* START Extracted text *
Why I Quit
I worked as an investment banking analyst, helping financial services and technology companies raise money and make strategic decisions. As a liberal arts major in college with business running through my blood, it was the perfect job for me right out of school. I wanted to learn as much as possible about the business world in the shortest amount of time, and there is no question investment banking is a great place to do that. I learned a ton.
“I think it’s wrong to think you’re necessarily going to learn the most by paying your dues. People who work at a big company aren’t engaged. That’s a slower trajectory. But if you’re young and jump in, sure you’re going to make a bunch of mistakes but you’re going to learn quickly.”
Mike Rothenberg, 28 year old who raised a $5mm seed fund while sleeping on couches last Summer
However, after a steep learning curve for the first 6-9 months, the job became repetitive. The long hours became increasingly painful as I didn’t feel like I was getting much out of the job besides a nice paycheck. To me, the most valuable part of any job, especially right out of school, is the learning opportunity.
That’s why I chose investment banking.
It’s also why I quit.
* END Extracted text *
_Stated task A_
Answer these about the "Why I Quit" essay:
(i) What job did the writer hold?
(ii) What did Mike Rothenberg raise?
(iii) How long did the steep learning curve last before the job turned repetitive?
_Stated task B_
Reproduce the stretch of the "Why I Quit" essay from "Mike Rothenberg, 28" through "why I quit." word for word.
* START Data section *
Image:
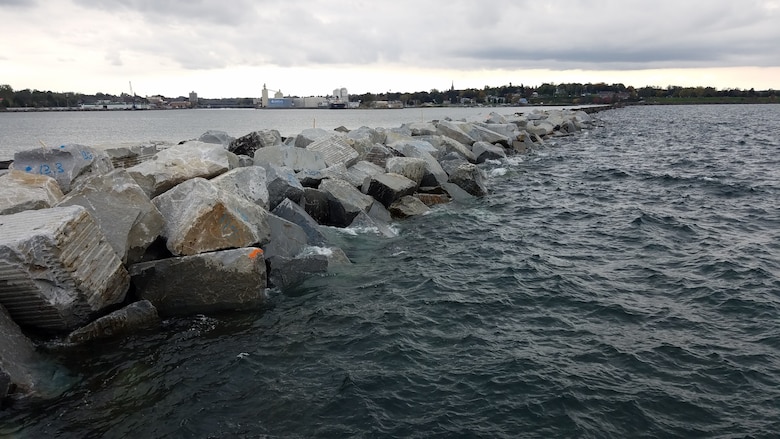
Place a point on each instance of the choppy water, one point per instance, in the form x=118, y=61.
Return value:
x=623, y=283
* END Data section *
* START Data section *
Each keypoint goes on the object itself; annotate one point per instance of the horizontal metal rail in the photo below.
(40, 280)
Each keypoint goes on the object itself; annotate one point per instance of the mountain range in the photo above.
* END Data section *
_Correct answer A_
(i) Investment banking analyst
(ii) A $5mm seed fund
(iii) The first 6-9 months

_Correct answer B_
Mike Rothenberg, 28 year old who raised a $5mm seed fund while sleeping on couches last Summer
However, after a steep learning curve for the first 6-9 months, the job became repetitive. The long hours became increasingly painful as I didn’t feel like I was getting much out of the job besides a nice paycheck. To me, the most valuable part of any job, especially right out of school, is the learning opportunity.
That’s why I chose investment banking.
It’s also why I quit.